## ACTION ITEM
For the entries that follow, restate word for word the line containing "The component shall place one marker per instance of the hazy", the line containing "the red flag", and every line that lies between them.
-------------------------
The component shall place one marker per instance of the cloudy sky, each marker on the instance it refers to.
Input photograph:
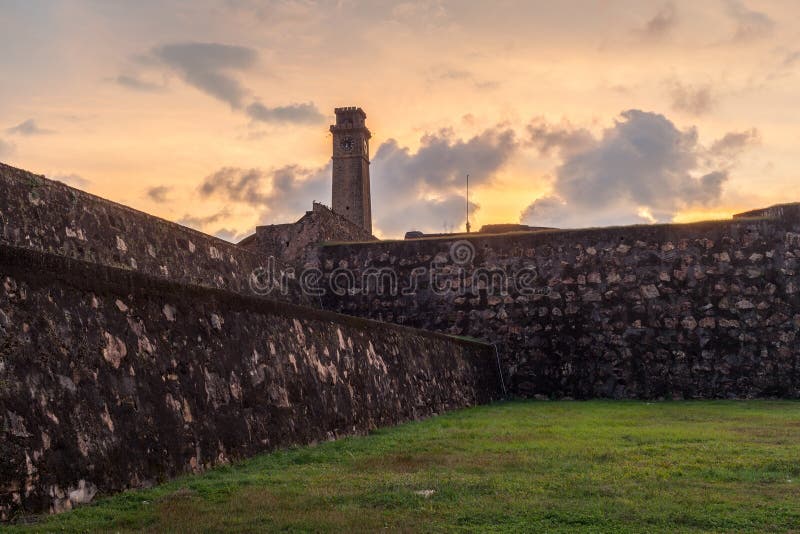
(571, 113)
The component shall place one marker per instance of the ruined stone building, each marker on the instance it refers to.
(133, 349)
(350, 215)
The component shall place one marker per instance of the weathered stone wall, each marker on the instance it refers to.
(293, 243)
(666, 311)
(111, 379)
(49, 216)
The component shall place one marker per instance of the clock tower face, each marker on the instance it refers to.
(350, 167)
(347, 144)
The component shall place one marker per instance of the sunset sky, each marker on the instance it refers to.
(573, 113)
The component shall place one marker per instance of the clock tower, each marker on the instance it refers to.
(351, 197)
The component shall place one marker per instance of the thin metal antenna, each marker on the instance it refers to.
(468, 203)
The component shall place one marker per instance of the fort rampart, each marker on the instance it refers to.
(704, 310)
(112, 379)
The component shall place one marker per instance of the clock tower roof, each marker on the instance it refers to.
(350, 118)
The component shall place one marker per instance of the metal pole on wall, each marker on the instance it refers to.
(467, 203)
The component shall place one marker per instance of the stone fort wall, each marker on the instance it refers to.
(706, 310)
(113, 379)
(48, 216)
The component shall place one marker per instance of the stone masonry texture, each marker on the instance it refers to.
(112, 379)
(704, 310)
(49, 216)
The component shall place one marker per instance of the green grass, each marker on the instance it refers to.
(533, 466)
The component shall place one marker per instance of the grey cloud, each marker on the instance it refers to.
(425, 190)
(280, 195)
(28, 128)
(132, 82)
(207, 66)
(296, 113)
(444, 74)
(750, 24)
(734, 143)
(642, 169)
(213, 68)
(199, 221)
(564, 138)
(662, 23)
(159, 193)
(692, 100)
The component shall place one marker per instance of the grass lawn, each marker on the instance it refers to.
(536, 466)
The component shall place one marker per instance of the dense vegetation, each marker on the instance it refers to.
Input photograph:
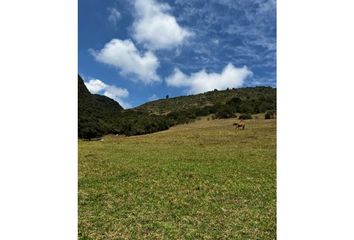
(100, 115)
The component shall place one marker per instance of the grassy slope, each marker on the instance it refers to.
(203, 180)
(163, 106)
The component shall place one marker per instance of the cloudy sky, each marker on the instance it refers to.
(136, 51)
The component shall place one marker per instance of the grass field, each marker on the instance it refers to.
(204, 180)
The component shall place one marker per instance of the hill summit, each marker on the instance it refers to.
(99, 115)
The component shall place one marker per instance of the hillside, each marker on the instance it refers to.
(212, 98)
(204, 180)
(100, 115)
(96, 113)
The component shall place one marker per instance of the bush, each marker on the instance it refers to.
(269, 115)
(245, 116)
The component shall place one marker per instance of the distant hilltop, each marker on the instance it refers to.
(99, 115)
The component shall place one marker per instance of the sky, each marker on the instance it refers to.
(135, 51)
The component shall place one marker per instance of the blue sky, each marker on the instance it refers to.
(135, 51)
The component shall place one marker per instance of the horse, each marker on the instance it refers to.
(240, 125)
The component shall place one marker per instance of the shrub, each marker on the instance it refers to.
(245, 116)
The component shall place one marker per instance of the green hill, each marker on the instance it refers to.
(100, 115)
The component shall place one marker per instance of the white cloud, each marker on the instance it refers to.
(97, 86)
(153, 97)
(202, 81)
(155, 27)
(114, 15)
(123, 55)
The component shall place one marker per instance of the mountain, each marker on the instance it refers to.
(97, 113)
(263, 97)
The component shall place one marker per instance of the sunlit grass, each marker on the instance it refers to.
(203, 180)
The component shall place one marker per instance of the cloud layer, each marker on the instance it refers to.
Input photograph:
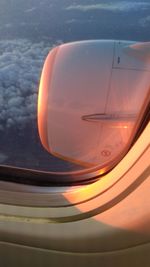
(20, 66)
(118, 6)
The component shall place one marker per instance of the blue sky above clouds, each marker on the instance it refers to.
(28, 30)
(123, 6)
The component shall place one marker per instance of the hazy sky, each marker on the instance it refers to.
(28, 30)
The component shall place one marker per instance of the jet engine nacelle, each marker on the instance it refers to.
(90, 96)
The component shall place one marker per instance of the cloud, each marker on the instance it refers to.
(144, 21)
(118, 6)
(21, 62)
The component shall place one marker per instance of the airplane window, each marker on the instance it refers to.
(85, 109)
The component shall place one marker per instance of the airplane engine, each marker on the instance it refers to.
(90, 97)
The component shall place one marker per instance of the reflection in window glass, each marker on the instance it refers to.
(29, 30)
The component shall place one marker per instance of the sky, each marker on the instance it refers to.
(29, 30)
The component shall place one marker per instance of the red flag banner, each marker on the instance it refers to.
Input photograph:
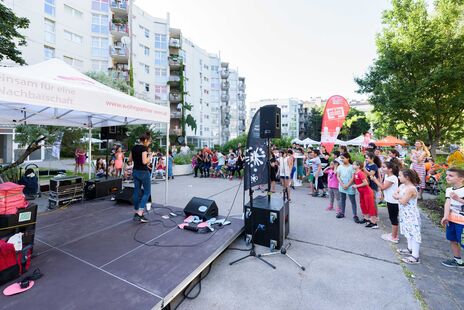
(335, 112)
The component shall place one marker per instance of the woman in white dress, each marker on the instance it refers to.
(409, 215)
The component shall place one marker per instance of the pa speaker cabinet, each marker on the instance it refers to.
(201, 207)
(269, 122)
(97, 188)
(264, 221)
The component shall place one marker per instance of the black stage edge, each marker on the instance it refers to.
(90, 260)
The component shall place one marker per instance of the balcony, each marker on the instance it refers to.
(118, 30)
(175, 62)
(119, 53)
(176, 115)
(175, 97)
(174, 80)
(225, 85)
(225, 98)
(119, 7)
(225, 74)
(175, 43)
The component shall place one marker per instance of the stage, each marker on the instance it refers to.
(90, 258)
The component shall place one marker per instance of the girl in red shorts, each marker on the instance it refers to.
(366, 196)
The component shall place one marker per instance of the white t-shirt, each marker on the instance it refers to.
(388, 193)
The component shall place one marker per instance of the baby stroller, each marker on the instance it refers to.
(30, 180)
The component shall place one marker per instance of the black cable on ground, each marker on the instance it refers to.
(188, 289)
(158, 222)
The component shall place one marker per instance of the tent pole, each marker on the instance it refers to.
(90, 152)
(167, 166)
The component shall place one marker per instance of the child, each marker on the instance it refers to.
(332, 181)
(345, 175)
(407, 195)
(389, 187)
(366, 196)
(273, 174)
(454, 215)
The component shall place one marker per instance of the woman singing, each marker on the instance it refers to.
(141, 158)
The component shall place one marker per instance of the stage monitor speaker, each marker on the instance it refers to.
(269, 122)
(113, 132)
(203, 208)
(97, 188)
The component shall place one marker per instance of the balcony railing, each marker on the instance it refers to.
(225, 74)
(176, 115)
(176, 43)
(225, 85)
(121, 4)
(119, 28)
(121, 51)
(175, 97)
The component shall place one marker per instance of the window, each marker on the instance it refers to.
(73, 37)
(99, 65)
(49, 7)
(49, 52)
(161, 58)
(100, 23)
(161, 92)
(161, 72)
(100, 5)
(73, 62)
(160, 41)
(99, 47)
(72, 11)
(49, 31)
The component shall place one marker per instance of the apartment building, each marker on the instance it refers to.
(289, 114)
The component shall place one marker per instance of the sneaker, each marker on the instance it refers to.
(388, 237)
(452, 263)
(143, 219)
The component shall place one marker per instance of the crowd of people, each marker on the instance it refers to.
(377, 179)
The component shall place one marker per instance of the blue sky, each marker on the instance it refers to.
(293, 48)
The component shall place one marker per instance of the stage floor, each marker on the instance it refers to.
(90, 259)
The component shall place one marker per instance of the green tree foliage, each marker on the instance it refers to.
(9, 35)
(355, 124)
(417, 81)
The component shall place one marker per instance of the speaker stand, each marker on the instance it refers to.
(284, 248)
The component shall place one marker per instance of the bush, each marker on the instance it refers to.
(181, 159)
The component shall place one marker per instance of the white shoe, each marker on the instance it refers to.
(388, 237)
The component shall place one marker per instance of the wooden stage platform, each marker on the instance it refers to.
(90, 259)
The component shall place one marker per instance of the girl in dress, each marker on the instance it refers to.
(418, 157)
(118, 162)
(410, 224)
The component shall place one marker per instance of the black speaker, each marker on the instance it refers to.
(113, 132)
(103, 187)
(203, 208)
(269, 122)
(126, 195)
(264, 221)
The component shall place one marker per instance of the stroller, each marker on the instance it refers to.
(30, 180)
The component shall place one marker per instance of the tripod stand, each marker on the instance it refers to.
(284, 248)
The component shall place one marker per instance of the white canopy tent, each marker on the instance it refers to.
(54, 93)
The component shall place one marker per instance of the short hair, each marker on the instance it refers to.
(458, 171)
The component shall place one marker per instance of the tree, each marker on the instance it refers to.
(417, 80)
(9, 35)
(355, 124)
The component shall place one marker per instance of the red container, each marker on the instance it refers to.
(11, 198)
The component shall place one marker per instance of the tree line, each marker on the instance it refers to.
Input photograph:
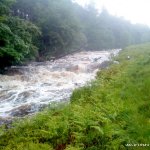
(39, 29)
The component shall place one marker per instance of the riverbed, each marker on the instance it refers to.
(27, 89)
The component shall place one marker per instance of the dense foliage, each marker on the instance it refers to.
(64, 25)
(107, 115)
(16, 37)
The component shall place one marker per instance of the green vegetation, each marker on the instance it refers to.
(114, 110)
(40, 29)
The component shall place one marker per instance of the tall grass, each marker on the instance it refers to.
(113, 111)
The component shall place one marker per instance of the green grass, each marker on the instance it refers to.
(110, 113)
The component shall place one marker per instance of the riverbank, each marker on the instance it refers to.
(27, 89)
(110, 113)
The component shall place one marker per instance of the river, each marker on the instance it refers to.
(27, 89)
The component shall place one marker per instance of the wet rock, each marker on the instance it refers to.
(21, 111)
(104, 64)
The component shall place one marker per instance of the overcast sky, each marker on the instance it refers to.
(137, 11)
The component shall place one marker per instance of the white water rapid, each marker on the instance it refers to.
(27, 89)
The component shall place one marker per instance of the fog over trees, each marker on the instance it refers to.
(40, 29)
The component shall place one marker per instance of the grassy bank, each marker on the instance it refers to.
(111, 113)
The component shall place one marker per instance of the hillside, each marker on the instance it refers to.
(110, 113)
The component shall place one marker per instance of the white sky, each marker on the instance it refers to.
(137, 11)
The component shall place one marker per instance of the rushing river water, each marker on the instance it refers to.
(27, 89)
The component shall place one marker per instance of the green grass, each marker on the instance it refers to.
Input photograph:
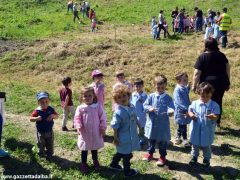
(29, 19)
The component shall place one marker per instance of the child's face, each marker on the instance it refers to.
(122, 99)
(43, 103)
(98, 79)
(160, 88)
(88, 97)
(205, 97)
(183, 81)
(120, 78)
(139, 87)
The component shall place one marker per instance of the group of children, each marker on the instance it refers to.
(84, 8)
(136, 116)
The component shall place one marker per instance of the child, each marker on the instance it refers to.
(208, 31)
(204, 113)
(154, 28)
(181, 103)
(138, 98)
(94, 23)
(124, 124)
(66, 101)
(120, 78)
(75, 13)
(159, 106)
(90, 122)
(43, 116)
(98, 86)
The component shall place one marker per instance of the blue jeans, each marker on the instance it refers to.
(161, 145)
(206, 151)
(223, 35)
(198, 26)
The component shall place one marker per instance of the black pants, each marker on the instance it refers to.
(182, 131)
(75, 15)
(126, 161)
(217, 97)
(84, 156)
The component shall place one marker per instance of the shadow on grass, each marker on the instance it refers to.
(225, 150)
(228, 131)
(217, 172)
(15, 166)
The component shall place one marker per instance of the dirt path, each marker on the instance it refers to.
(223, 163)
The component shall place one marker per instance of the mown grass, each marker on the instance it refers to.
(30, 19)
-------------------------
## REPLY TO THE TASK
The component shall place one marker per instance of the hazy sky, each marker on the instance it refers to.
(28, 30)
The component shall place one marker per instance of the jet engine nacelle, each marker on the instance it refers to.
(90, 96)
The component shall place one marker per instance of the cloud, each marker on the instance it refers to.
(144, 21)
(118, 6)
(21, 62)
The component shall place one marker per instance of the airplane window, each marker on the instance it refers to.
(85, 109)
The component shall place one marker per instance of the airplane engine, each marker on the instance it refers to.
(90, 97)
The component shall place one marker per instance of the reflection in window glass, each marker on the instance it refers to.
(29, 30)
The component shall place one marker per instance of the sky, each marker on the instance it refers to.
(29, 30)
The component shall place one marker per instance of the red flag banner, each marker on the instance it refers to.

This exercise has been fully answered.